Exercise material START

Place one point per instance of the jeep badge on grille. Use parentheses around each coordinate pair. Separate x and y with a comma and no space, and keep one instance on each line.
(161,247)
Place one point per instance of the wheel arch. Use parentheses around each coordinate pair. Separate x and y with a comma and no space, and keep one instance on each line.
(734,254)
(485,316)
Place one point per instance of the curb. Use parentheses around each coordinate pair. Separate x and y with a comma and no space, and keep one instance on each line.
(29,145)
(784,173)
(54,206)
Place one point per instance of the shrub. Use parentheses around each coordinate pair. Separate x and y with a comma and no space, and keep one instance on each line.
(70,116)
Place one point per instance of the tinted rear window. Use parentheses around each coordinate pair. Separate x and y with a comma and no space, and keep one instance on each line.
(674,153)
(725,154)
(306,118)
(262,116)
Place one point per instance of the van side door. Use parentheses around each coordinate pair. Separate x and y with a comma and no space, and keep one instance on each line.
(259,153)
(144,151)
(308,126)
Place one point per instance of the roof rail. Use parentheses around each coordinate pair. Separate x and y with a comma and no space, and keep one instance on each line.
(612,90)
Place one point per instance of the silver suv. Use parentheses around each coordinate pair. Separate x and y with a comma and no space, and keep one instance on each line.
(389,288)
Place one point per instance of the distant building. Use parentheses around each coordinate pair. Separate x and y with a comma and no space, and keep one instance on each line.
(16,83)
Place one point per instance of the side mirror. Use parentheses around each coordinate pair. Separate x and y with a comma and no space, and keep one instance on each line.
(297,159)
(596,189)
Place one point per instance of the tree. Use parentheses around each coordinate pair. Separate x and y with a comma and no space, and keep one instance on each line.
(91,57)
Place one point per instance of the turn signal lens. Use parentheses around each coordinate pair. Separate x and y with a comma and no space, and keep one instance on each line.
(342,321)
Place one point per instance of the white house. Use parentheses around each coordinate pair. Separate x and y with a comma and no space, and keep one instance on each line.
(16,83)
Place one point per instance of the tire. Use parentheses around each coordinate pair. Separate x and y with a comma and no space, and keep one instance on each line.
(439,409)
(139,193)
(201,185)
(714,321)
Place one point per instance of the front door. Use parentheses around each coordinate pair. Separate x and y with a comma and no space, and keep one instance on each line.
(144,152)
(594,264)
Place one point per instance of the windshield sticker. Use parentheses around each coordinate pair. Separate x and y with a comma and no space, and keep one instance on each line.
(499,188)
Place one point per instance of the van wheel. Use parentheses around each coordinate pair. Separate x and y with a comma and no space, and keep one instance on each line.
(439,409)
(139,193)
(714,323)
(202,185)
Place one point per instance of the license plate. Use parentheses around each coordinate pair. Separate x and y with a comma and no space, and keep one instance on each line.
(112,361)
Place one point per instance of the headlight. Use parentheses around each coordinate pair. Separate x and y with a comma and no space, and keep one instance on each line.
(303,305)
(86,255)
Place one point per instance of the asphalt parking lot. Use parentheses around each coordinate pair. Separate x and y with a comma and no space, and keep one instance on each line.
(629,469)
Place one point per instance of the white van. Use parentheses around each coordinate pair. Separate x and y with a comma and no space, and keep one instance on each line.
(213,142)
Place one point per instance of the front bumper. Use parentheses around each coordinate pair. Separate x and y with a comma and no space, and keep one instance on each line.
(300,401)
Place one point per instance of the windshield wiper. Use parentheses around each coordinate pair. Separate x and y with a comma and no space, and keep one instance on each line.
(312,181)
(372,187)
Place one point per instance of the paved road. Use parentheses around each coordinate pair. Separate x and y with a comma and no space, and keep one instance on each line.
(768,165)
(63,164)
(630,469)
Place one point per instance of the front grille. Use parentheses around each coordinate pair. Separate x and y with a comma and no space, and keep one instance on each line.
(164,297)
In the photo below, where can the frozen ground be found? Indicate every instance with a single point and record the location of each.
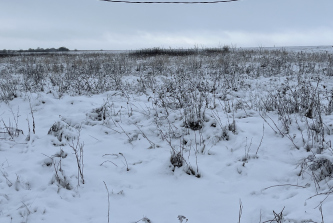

Exercise material END

• Instructions to follow
Please copy exactly the lines from the one containing "Place one point per instance of the windshield wiper." through the last line of the records above, both included, and leave out any pictures.

• Exercise output
Place one point per instance of the windshield wiper. Use parentheses around each coordinate pair. Separate x and y with a comma and no space, and keep one instance on each line.
(312,181)
(372,187)
Place one point per instance of the paved road. Use parentheses around each coordinate pair. Separate x and y with a comma and no space, and keep one instance on each line.
(768,165)
(63,164)
(630,469)
Place one point per instance of the front grille. Use parentheses around each coordinate pair. Separate x and y with a comma and no space, and keep one instance on each line.
(164,297)
In the photo below, where can the frozen ground be found? Indicate every instance with a single point and record the location of each.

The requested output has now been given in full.